READING TEXT:
ITC, the tobacco-to-FMCG-to-hospitality conglomerate, has maintained a healthy bottomline in a challenging environment with a 15.6% growth in net profit in the first quarter of 2014-15. It posted a net profit of Rs 2,186 crore from Rs 1,891 crore during the same period last year largely on the back of strong performance of tobacco, paperboard and agri-based business. The new FMCG business reduced losses from Rs 18.93 crore to Rs 12.09 crore in the first quarter.
However, the hotel business remained an underperformer and registered a loss of Rs 12 crore from a profit of Rs 9 crore in the year-ago period. The net revenue for the quarter grew by 25% to Rs 9,164 crore, driven by agri business and FMCG segment. The first quarter profit before tax increased by 18% to Rs 3,266 crore.
In a statement, ITC said the branded packaged foods businesses posted a healthy growth in revenues during the quarter, despite sluggish demand conditions and a marked deceleration in industry growth rate.
"In the staples, spices and ready-to-eat foods business, 'Aashirvaad' atta sustained its high-growth trajectory consolidating its leadership position across markets. In the bakery and confectionery foods business, the recently launched 'Sunfeast Farmlite' range of cookies in the health segment continues to garner increasing consumer franchise," ITC has said.
According to the company, during the quarter, the personal care products business has expanded its portfolio in the deodorant category with the addition of two new variants each for men and women, taking the total number of variants under the 'Engage' brand to 14. "Engage has garnered impressive market standing in a relatively short span of time and continues to gain traction in the market," ITC officials added.
Commenting on the hike in excise on tobacco, ITC said the steep increase in excise duty on cigarettes for the third year in succession as announced in the Union Budget 2014 along with further increase in value added tax (VAT) on cigarettes by some states during the quarter will exert further pressure on legal industry volumes and sub-optimize the revenue potential from the tobacco sector.

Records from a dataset
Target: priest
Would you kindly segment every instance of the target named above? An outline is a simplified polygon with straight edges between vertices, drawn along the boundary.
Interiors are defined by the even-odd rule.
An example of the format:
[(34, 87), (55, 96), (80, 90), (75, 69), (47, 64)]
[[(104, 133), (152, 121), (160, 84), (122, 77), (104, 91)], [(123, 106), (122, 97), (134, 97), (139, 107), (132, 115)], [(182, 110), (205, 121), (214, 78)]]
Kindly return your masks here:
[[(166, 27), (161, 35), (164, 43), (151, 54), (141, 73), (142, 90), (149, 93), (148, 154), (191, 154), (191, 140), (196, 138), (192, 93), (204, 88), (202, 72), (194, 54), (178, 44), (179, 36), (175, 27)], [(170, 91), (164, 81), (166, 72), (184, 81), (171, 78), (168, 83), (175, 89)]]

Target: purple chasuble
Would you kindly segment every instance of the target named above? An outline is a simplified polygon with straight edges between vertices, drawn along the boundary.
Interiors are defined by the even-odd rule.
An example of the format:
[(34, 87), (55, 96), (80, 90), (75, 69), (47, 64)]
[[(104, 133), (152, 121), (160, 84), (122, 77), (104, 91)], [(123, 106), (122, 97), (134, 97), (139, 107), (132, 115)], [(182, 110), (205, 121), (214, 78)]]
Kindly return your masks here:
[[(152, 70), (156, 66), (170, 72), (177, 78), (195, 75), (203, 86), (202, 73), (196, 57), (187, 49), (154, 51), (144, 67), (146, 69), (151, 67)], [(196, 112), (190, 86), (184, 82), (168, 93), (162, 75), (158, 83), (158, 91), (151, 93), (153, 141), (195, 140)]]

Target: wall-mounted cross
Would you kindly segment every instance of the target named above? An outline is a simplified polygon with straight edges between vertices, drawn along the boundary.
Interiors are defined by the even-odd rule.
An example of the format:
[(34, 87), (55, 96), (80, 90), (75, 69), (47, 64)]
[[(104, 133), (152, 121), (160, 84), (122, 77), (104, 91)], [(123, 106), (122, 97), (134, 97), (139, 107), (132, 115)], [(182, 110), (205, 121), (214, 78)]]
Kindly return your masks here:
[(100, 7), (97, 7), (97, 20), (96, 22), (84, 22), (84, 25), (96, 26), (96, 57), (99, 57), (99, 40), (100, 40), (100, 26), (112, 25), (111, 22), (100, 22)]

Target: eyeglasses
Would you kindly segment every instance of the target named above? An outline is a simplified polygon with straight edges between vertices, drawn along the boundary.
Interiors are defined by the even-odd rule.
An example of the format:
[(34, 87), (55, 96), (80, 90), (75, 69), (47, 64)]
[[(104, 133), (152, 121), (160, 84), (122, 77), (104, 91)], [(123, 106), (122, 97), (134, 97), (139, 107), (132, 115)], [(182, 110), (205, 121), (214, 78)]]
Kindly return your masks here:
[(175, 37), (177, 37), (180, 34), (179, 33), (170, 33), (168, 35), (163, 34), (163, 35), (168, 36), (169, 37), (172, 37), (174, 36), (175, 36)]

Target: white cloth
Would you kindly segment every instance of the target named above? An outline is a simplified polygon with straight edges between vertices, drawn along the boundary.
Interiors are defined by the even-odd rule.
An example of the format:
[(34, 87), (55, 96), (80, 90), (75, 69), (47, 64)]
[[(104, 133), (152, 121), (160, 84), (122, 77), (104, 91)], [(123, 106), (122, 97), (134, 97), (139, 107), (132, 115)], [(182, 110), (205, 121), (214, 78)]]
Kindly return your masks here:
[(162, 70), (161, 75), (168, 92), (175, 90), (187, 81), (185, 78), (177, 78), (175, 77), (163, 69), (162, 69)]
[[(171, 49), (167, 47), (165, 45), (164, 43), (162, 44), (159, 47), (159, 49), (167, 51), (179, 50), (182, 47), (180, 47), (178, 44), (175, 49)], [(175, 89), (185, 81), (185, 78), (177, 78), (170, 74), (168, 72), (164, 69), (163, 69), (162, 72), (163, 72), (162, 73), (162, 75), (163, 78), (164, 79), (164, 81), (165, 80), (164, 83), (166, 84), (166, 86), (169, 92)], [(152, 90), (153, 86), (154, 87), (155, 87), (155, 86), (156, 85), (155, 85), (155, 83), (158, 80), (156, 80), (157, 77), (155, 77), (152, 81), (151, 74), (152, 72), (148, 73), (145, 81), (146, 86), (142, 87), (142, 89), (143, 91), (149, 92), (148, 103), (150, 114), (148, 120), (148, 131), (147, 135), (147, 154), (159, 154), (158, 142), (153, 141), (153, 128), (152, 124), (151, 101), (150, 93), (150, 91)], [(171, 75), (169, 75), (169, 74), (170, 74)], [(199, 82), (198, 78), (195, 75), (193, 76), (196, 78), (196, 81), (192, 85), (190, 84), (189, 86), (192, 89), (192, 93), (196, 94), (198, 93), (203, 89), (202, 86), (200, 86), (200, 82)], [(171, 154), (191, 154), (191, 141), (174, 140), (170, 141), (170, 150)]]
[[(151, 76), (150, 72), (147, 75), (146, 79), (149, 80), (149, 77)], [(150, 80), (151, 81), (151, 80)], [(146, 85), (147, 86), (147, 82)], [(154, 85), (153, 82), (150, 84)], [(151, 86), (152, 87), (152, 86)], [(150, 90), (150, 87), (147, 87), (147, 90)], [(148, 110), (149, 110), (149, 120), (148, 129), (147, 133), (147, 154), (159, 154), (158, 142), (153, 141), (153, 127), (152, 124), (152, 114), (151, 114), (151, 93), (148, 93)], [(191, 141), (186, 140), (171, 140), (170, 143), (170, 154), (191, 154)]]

REQUIRED TASKS:
**1)** Write out the part of the ITC earnings article from "In a statement, ITC" to "ITC has said.".
**2)** According to the ITC earnings article, how many variants does the 'Engage' brand now have?

TASK RESULTS:
**1)**
In a statement, ITC said the branded packaged foods businesses posted a healthy growth in revenues during the quarter, despite sluggish demand conditions and a marked deceleration in industry growth rate.
"In the staples, spices and ready-to-eat foods business, 'Aashirvaad' atta sustained its high-growth trajectory consolidating its leadership position across markets. In the bakery and confectionery foods business, the recently launched 'Sunfeast Farmlite' range of cookies in the health segment continues to garner increasing consumer franchise," ITC has said.

**2)** 14 variants.